- Work item -
The answer should reproduce every entry exactly and contain no images.

[Natural language region descriptions]
────────

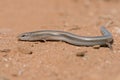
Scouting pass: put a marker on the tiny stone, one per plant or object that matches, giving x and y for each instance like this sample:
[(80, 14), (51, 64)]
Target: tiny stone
[(3, 78), (81, 54), (5, 50), (96, 46), (24, 50)]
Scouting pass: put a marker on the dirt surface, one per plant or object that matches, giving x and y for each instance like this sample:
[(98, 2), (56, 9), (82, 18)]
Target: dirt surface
[(21, 60)]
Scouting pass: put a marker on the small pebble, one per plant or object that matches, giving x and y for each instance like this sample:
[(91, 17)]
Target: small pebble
[(81, 54), (25, 50), (3, 78), (96, 46), (5, 50)]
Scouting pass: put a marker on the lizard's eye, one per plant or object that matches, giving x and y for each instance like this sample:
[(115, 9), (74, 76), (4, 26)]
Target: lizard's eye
[(24, 35)]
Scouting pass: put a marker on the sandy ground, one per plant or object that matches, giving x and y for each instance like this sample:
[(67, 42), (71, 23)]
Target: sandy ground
[(21, 60)]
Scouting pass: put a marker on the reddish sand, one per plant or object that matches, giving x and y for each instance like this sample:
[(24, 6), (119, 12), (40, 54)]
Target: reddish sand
[(21, 60)]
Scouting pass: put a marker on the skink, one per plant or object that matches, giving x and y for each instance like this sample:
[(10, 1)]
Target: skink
[(54, 35)]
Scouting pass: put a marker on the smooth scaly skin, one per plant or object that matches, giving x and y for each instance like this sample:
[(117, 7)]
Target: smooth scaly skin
[(54, 35)]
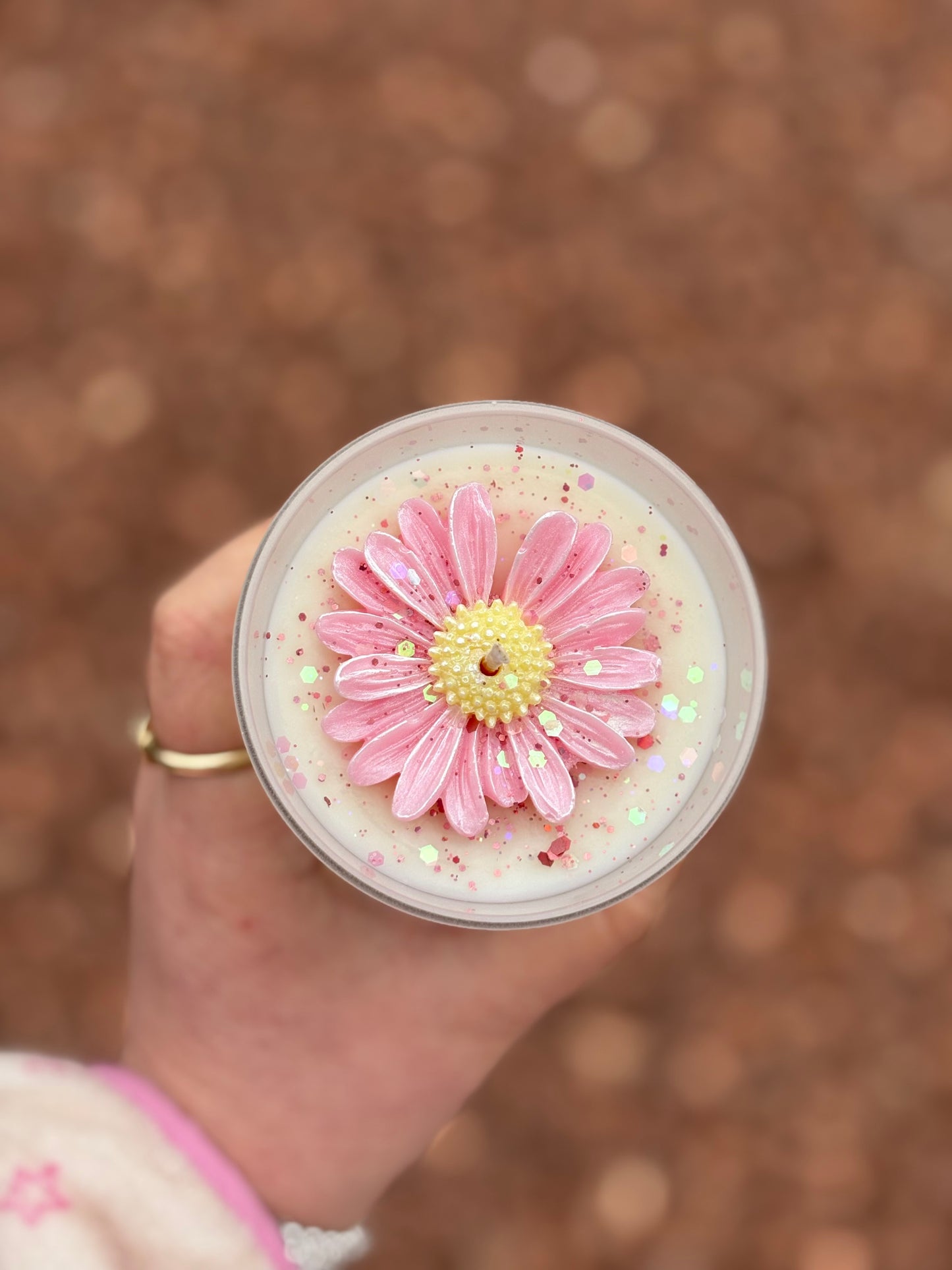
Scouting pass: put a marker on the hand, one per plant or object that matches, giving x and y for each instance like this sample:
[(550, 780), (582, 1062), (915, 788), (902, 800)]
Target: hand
[(319, 1037)]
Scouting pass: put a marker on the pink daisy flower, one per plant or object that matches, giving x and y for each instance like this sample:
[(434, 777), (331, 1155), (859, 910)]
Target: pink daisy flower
[(466, 695)]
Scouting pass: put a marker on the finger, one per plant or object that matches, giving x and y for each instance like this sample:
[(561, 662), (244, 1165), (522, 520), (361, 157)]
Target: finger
[(190, 660)]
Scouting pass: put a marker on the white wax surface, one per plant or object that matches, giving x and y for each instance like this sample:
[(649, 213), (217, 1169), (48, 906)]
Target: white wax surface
[(605, 826)]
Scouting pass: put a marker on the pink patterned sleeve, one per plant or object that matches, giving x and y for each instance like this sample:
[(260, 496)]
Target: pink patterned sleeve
[(99, 1170)]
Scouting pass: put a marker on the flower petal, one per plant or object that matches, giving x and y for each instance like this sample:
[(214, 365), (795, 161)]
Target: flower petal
[(428, 767), (404, 573), (627, 714), (503, 784), (462, 797), (352, 572), (608, 592), (540, 558), (608, 630), (366, 678), (356, 720), (385, 755), (589, 550), (354, 633), (549, 784), (607, 670), (423, 531), (472, 536), (588, 737)]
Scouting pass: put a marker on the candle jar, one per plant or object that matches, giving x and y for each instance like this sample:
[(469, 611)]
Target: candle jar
[(544, 850)]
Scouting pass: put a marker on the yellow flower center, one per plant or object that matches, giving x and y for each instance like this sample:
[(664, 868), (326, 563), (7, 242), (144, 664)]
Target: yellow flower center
[(489, 663)]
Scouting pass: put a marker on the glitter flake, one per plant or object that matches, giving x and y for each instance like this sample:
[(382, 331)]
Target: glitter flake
[(550, 723)]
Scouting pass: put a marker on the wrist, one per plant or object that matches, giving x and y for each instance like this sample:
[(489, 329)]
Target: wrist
[(291, 1184)]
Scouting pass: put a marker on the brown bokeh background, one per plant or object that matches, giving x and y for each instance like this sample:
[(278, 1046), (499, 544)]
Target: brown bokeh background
[(235, 235)]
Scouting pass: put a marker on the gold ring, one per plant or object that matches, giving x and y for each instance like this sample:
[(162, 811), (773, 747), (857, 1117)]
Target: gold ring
[(188, 765)]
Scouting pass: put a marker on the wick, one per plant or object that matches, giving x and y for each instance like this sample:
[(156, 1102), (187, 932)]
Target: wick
[(494, 661)]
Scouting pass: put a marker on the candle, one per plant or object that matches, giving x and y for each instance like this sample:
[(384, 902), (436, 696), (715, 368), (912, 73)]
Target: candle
[(536, 807)]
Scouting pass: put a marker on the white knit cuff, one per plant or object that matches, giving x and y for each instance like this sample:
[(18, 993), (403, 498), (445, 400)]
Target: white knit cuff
[(312, 1249)]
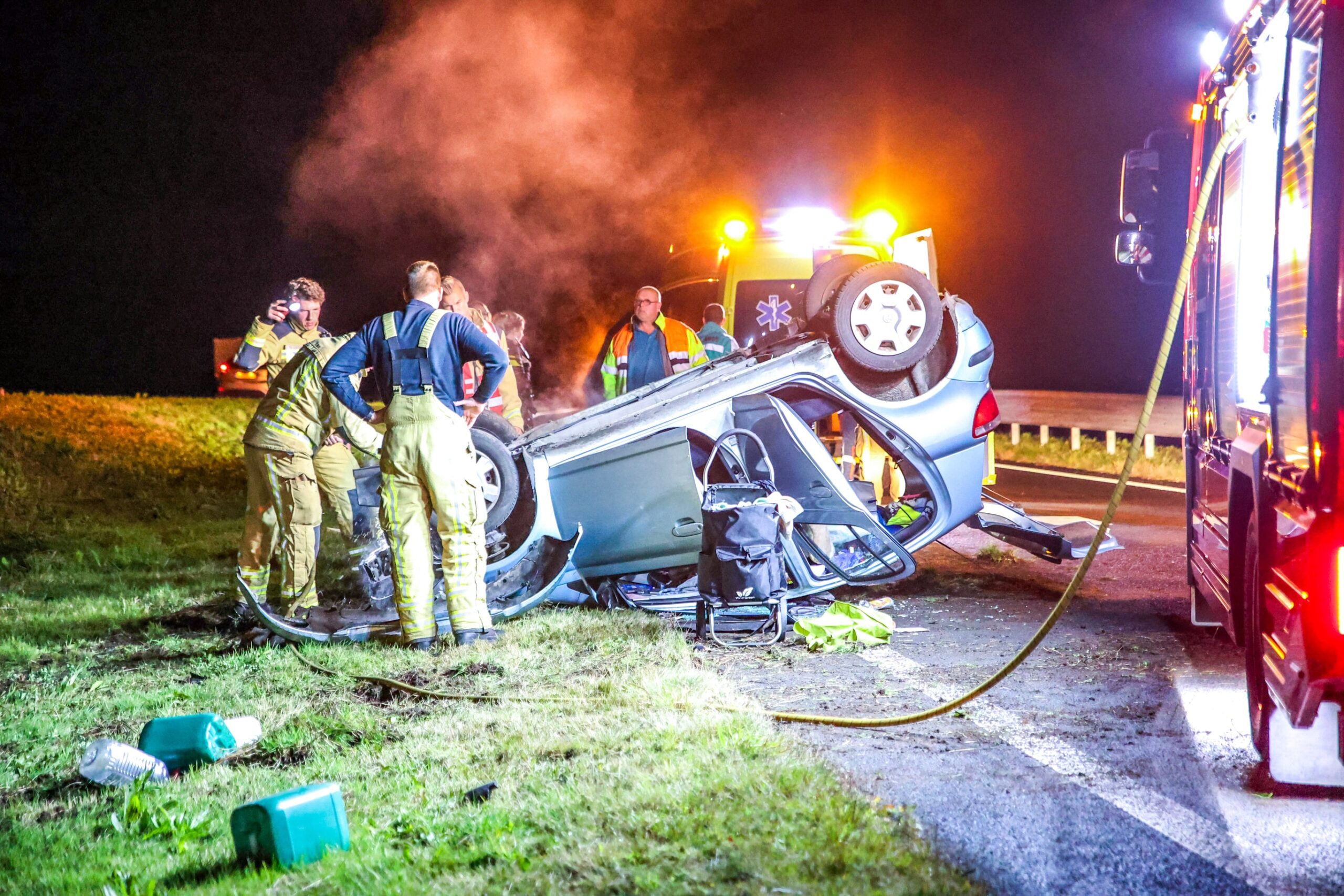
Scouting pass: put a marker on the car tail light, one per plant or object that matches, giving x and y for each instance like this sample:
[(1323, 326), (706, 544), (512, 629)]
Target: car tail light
[(1339, 590), (987, 416)]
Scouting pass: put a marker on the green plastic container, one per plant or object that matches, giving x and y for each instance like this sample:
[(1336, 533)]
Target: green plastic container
[(293, 828), (183, 742)]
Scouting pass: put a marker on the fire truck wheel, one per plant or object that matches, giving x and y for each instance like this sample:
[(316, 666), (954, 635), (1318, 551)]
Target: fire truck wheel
[(496, 426), (1253, 614), (827, 280), (887, 318), (498, 475)]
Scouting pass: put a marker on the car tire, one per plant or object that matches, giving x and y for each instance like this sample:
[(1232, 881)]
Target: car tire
[(499, 477), (496, 426), (1253, 613), (827, 280), (887, 318)]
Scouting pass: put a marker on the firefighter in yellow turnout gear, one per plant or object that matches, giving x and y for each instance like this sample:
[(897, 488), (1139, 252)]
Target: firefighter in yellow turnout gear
[(280, 446), (272, 342), (428, 460)]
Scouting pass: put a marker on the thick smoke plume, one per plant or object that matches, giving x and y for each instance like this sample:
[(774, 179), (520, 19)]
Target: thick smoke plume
[(518, 144)]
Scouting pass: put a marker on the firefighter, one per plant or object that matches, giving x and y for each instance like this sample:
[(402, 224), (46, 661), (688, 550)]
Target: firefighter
[(505, 402), (717, 340), (291, 426), (512, 327), (428, 460), (272, 342), (649, 347)]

────────

- Solution to this problem -
Scouting pass: put a marker on the tiny stone, one per plant or object that matches, giving x and y for each instance like this sample:
[(80, 14), (51, 64)]
Target: tiny stone
[(3, 78), (81, 54), (5, 50), (96, 46), (24, 50)]
Scouting pass: put a marker on the dirt surface, one per plant or object that matches, giving x and y for each instance like this sample:
[(98, 2), (56, 9), (82, 18)]
Target: dirt surface
[(21, 60)]
Scouting pass: put a marker on the small pebble, one per plant or object that matches, giving x and y for each instance like this sample:
[(91, 17)]
Target: small pebble
[(81, 54), (25, 50), (3, 78), (96, 46), (5, 50)]
Scouting pass: put a marker on the lizard's eye, one per plant or object that matches, giving x and y for each instance like this sample:
[(115, 9), (74, 76), (4, 26)]
Target: lizard's eye
[(24, 35)]
Scouting pass: put a marker on the sandy ground, one per plant or object that matches, giving x and y for each instance like this sample:
[(67, 42), (71, 23)]
Target: sandy ground
[(21, 60)]
Scouting pass: put a marker on the reddish sand, one per plant or object that matches, giving x and y for each instance like this sample:
[(24, 6), (119, 12), (40, 54)]
Target: reddish sand
[(21, 60)]
Scouting pass: put a marker on the skink, one per plant or object that matches, giving x and y for each instance like this sample:
[(10, 1)]
Target: skink
[(54, 35)]
Scouting pass: put a marker on the smooth scaly skin, one per plant or object that matches, giving x and y for each instance like this sample:
[(117, 7)]
Target: smooth scaly skin
[(54, 35)]
Scouting pass: put a marker on the hand, one per plant or object that matches, giving x and y for each instance like this sample:
[(550, 780), (582, 1062), (915, 788), (902, 800)]
Target: hand
[(319, 1037)]
Scouting pass: put a marker on the pink daisy flower, one per plant or object that matches, giving x and y for each instance like this sample:
[(434, 777), (331, 1155), (859, 910)]
Target: pink daisy flower
[(466, 695)]
Scouting pass: put a marker on the finger, one per plant or object that matches, giving x and y for each instance like this sample:
[(561, 662), (244, 1165), (522, 520), (361, 157)]
Target: finger
[(190, 660)]
Scouting pass: put a marker on the white wax surface, one per plant or object that matches, giving x and y for each instance like this sample:
[(649, 213), (217, 1169), (48, 906)]
Target: white wax surface
[(605, 826)]
Scouting pass: put a marker on the pink patterned sleeve, one per plant or object that matches, giving x and y for each instance like this sample:
[(260, 496)]
Target: pink patterned sleeve
[(99, 1170)]
Scouting pass: put a marker on the flower petal, one per plant or object that matches, giving x and y for each instance like this sample:
[(214, 365), (795, 161)]
Target: flower petal
[(428, 767), (404, 573), (627, 714), (503, 784), (462, 797), (352, 572), (608, 592), (540, 558), (608, 630), (366, 678), (356, 720), (385, 755), (589, 550), (354, 633), (549, 784), (607, 670), (423, 531), (472, 536), (588, 737)]
Scouting pass: put a marker on the candle jar, one per plant or object that matches, giving x and y for each instance like this sample:
[(469, 611)]
Target: candle jar
[(544, 850)]
Scouting pass: put a marker on the yellow flower center, one per plant or object that matches, giving x and y for each instance like this sample:
[(664, 868), (326, 563), (7, 242), (144, 664)]
Target: yellow flower center
[(489, 663)]
Scouting pass: put a marker on the glitter flake, one per plant or object that matches, giving x and y for each instance like this sample:
[(382, 331)]
Target: glitter flake
[(550, 723)]
Scouting pass: put a marker on the wrist, one per plant or object that matches, giving x and y for each instance like this sample:
[(489, 329)]
Target: wrist
[(291, 1184)]
Scouting pass: put a marker on the brown bokeh background, one per plant or object that matches, giving x and y for each instance like this sample:
[(278, 1046), (499, 544)]
Target: brown bokeh background
[(235, 235)]
Scouting pass: put a marker on the gold ring, one per plant or object that matches, giving x and y for each instance like this sample:
[(162, 811), (773, 747), (857, 1117)]
Target: gold ring
[(188, 765)]
Scouting pass: put a marker on the wick, one per plant or object that matches, giving x and y for each instance like this sample:
[(156, 1102), (187, 932)]
Target: wick
[(494, 661)]
Scouting pass: put a marker on the candle, one per plant or object that matches, giving x and y for each instance like this sample:
[(384, 902), (436, 696), (715, 368), (912, 73)]
Target: candle
[(536, 807)]
Scouting pass: put a marker on the white knit cuff, one per plant or object that matches, giving x and y for each instance like this sample:
[(18, 993), (403, 498), (445, 400)]
Target: white knit cuff
[(312, 1249)]
Scouting pass: put a marker on the car tail light, one per plant or object that matches, giving x and y for each instance like this sample:
[(1323, 326), (706, 544), (512, 629)]
Target: car tail light
[(1339, 590), (987, 416)]
Scouting pass: put a marker on the green plastic container, one per plant or object that matches, giving x and y for each instance like this sample:
[(1336, 533)]
Target: green plastic container
[(293, 828), (183, 742)]
Scouting pass: put a marker on the fire truck wheel, one per plant or object that matches, giving x and y for each instance like this sample:
[(316, 666), (954, 635), (1318, 551)]
Target: fire truck wheel
[(496, 426), (1253, 614), (827, 280), (887, 318), (498, 475)]
Scouting pass: put a marker on the car tire, one per plant or object that matches, giving x and y for each instance like this sample:
[(1232, 881)]
Target: car tire
[(499, 477), (496, 426), (1253, 613), (827, 280), (887, 318)]
Scouting pass: put a marker on the firefighter in yellow turnout gear, one per plant or object that matches, giving x and y for each instance like this sample:
[(897, 488), (1139, 252)]
Target: firefighter in yellow turnout gear
[(280, 446), (272, 342), (428, 460)]
Scouting pass: put a marker on the thick smoke plume, one per plant or object that matches, giving x and y for each instance like this sample:
[(774, 179), (520, 19)]
Target: thick smoke plume
[(518, 144)]
Scouting pass: put a marker on the firefighter, one per plant or object that matches, giving x and y for each instance like this sample:
[(402, 224), (46, 661), (688, 550)]
Target: firefighter
[(505, 402), (717, 340), (291, 426), (512, 327), (428, 460), (272, 342), (649, 347)]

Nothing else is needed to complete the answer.